QUÉ HACER:
Copia de nuevo las líneas que van desde la que contiene "Phrase -- helmet", incluida esa misma, hasta el final de los datos. Sustituye "helmet" por "hard hat" y deja todo lo demás sin cambios.

DATOS PROPORCIONADOS:
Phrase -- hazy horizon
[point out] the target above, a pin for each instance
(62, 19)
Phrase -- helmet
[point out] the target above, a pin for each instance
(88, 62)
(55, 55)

PROBLEMA RESUELTO:
Phrase -- hard hat
[point out] the target above, a pin for each instance
(88, 62)
(55, 55)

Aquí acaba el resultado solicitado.